▸ The task
Your reply should hold only the lines from the records below where "telephone" occurs.

(Natural-language object grounding data)
----
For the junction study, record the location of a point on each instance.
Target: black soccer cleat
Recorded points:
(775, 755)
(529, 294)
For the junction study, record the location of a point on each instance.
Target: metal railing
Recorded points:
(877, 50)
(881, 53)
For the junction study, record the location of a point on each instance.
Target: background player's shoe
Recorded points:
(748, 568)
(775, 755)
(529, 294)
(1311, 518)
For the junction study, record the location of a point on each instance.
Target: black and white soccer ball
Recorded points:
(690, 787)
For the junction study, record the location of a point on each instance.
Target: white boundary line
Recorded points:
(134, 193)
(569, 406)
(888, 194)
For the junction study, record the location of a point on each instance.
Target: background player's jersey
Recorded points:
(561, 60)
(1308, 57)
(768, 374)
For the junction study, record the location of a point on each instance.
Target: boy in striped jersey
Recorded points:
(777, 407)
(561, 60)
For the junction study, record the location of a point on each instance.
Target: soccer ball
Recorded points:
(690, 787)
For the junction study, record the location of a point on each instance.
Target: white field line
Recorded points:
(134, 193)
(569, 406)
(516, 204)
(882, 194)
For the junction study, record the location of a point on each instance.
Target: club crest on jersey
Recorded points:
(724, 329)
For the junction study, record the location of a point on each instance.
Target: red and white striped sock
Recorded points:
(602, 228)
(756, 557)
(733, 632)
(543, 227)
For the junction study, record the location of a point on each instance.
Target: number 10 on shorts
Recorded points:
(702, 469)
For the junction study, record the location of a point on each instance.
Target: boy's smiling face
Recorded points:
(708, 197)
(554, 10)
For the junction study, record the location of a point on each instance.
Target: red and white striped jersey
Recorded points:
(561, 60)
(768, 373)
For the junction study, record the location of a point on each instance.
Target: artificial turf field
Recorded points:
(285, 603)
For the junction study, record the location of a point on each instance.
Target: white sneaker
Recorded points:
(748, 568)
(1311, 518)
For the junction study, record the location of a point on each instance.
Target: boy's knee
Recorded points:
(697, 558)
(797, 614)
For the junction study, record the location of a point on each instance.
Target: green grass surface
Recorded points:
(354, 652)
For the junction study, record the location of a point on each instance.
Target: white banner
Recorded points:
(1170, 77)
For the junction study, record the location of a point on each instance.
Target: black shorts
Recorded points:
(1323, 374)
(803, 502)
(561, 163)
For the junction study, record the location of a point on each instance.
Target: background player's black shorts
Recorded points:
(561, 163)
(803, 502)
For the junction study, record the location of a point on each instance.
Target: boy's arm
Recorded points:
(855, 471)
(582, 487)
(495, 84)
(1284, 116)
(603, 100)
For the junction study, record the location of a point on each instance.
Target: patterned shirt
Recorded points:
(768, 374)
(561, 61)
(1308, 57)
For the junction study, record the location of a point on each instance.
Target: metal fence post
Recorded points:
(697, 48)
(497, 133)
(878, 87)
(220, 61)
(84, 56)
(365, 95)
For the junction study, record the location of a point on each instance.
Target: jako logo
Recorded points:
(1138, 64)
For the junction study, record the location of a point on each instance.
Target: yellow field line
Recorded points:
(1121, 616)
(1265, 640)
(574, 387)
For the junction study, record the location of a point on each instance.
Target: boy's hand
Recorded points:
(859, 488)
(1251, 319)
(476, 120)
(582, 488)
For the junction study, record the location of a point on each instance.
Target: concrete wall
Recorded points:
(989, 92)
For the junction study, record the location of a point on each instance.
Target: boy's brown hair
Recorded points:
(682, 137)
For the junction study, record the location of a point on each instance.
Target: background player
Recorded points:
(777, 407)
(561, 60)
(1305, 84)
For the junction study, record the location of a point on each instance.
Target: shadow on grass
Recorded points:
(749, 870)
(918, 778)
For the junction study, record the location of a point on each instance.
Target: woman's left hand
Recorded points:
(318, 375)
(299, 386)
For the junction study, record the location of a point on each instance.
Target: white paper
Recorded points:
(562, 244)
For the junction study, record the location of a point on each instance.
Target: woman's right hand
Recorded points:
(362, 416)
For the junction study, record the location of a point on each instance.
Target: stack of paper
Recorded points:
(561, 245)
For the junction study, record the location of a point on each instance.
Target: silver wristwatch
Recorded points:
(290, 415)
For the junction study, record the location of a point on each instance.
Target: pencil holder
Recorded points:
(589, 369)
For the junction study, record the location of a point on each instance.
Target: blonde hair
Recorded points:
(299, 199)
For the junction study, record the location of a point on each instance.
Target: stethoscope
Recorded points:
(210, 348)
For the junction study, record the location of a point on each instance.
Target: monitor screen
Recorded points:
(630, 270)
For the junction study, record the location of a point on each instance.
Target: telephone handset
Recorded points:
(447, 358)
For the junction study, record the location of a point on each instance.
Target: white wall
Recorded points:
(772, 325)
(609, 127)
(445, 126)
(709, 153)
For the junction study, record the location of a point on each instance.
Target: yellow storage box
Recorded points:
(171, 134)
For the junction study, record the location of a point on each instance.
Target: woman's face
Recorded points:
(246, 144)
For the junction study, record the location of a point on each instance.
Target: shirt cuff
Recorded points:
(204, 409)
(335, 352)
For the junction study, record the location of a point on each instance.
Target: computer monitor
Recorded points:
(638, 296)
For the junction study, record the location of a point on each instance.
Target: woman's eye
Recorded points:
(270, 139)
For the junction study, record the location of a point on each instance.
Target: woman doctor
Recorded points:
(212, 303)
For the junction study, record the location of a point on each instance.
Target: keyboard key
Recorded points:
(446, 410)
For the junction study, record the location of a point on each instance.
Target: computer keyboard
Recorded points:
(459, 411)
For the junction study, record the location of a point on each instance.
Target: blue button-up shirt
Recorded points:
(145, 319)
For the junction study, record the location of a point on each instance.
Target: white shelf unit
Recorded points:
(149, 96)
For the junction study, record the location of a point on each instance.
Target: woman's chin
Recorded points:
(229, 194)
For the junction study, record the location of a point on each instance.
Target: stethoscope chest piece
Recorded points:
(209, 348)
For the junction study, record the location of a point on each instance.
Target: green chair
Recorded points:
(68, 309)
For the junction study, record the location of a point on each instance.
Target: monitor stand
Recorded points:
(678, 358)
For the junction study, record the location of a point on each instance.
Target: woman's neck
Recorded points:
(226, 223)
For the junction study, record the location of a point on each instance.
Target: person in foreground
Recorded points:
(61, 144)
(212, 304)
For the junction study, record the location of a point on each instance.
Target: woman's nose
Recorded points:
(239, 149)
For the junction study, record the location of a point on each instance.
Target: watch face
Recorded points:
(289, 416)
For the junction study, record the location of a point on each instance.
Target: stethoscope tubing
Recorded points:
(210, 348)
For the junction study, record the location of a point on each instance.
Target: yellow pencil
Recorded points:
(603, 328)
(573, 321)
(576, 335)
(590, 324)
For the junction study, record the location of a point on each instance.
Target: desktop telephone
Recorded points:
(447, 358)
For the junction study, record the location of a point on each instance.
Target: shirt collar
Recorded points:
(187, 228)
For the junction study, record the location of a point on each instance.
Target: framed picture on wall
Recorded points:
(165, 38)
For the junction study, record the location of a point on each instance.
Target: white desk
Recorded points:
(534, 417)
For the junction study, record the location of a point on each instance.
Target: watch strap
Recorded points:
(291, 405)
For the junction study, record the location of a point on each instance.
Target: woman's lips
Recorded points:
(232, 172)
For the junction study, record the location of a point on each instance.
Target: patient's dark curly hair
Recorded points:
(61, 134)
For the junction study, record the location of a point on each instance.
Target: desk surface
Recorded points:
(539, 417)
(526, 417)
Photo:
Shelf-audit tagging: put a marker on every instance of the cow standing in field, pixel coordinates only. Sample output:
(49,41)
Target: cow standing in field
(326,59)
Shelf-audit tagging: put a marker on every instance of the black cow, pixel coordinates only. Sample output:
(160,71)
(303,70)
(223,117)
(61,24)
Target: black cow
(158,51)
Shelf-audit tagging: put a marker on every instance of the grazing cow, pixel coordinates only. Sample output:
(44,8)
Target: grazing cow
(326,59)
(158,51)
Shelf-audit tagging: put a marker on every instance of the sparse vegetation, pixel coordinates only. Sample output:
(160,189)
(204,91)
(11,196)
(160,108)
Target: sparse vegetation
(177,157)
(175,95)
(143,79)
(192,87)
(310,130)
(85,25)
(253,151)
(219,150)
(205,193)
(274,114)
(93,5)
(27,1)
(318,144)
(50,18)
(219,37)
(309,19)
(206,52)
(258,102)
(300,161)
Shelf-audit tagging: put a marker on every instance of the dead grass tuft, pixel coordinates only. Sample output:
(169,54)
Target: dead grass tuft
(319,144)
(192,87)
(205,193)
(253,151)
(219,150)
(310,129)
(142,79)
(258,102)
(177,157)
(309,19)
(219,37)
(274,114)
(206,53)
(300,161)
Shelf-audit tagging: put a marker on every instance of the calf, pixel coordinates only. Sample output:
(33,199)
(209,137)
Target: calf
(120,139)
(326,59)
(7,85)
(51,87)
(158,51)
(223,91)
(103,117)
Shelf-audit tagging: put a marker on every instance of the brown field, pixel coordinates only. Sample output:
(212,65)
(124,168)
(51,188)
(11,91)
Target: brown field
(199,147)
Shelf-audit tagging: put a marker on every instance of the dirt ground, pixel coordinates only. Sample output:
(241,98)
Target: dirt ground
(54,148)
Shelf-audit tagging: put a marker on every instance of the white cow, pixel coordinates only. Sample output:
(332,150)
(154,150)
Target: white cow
----
▸ Answer to this problem
Target: telephone handset
Target: desktop telephone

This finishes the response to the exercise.